Work instruction 1 - In the text on oral sex safety, what did the San Francisco study of men who had only oral sex find?
Work instruction 2 - List every sexually transmitted disease that the text on oral sex safety says is definitely transmitted through oral sex.

Text segment -
== Segment start ==
Just how safe is oral sex -- giving and receiving.

I’m sure you will not be surprised to know that this is the question most frequently asked. A recently completed study of men in San Francisco who have had only oral sex found zero new HIV infections. But other old standby STDs, like syphilis, gonorrhea, chlamydia and herpes, are definitely transmitted through oral sex.

Know that Oral sex is considered a low-risk sexual activity, but it's not clear exactly how low the risk of HIV transmission is, although it is believed to be very low.

My lover has hepatitis C. How safe is oral sex?

The sexual transmission of hepatitis C is very rare. Hepatitis C is mostly transmitted through contaminated needles, blood transfusions and shared injection equipment.

If my gums are bleeding can I possibly contract HIV via oral sex?

There is no data that shows that bleeding gums, sore throats, bad teeth or mouth sores actually increase the risk of transmission and reliable new data shows the risk of HIV from oral sex is very, very low.

On a personal note, and this might be considered rather unprofessional but, I say that if you have a sore throat you should be at home resting, if you have bleeding gums and mouth sores you should have more respect for people than to inflict those things on someone you’re interested in, and if you have bad teeth…well, dental plans in this country are no better than buffalo chips, so I can’t say much on that subject except see a dentist when you can (problems with your teeth affect many other areas of your body and spirit), and enjoy oral sex.
== Segment end ==
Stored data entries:
== Segment start ==
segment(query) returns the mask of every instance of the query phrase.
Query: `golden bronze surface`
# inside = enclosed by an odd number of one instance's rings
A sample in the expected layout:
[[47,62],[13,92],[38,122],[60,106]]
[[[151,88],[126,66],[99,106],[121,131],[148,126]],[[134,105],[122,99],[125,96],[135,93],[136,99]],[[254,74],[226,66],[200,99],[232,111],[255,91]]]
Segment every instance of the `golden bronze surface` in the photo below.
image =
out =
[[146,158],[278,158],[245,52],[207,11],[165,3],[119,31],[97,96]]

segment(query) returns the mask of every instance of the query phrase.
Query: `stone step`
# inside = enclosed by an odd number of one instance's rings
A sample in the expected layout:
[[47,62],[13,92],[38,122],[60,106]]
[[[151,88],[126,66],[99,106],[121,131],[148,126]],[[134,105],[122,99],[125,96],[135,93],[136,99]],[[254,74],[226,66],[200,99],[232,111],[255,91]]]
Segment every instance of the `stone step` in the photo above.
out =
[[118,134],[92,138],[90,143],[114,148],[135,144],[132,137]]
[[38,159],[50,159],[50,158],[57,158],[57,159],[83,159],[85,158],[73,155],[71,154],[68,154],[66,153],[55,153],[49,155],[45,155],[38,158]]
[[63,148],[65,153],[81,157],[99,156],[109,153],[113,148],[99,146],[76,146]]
== Segment end ==
Answer box 1 - Zero new HIV infections.

Answer box 2 - Syphilis, gonorrhea, chlamydia, herpes